— Task to carry out —
How many lines in the records below contain the string "cloud", matching case exactly? Reply with the number alone.
━━━━━ Extracted information ━━━━━
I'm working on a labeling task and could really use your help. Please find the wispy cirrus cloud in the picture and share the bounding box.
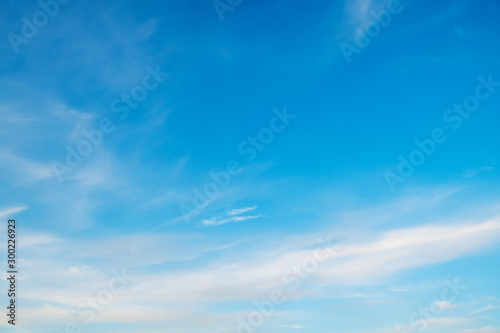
[0,206,28,219]
[201,206,262,226]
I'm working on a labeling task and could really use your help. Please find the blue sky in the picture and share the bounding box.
[0,0,500,333]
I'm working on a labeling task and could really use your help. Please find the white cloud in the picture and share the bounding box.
[201,206,262,226]
[462,167,494,178]
[227,206,257,216]
[0,206,28,219]
[434,301,456,309]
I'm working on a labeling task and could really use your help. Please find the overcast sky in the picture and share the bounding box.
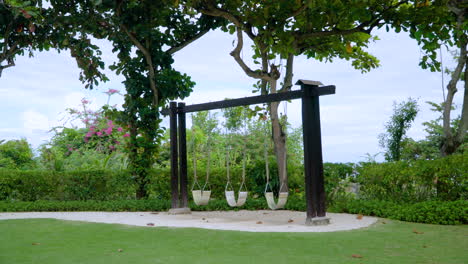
━━━━━
— Worked answer —
2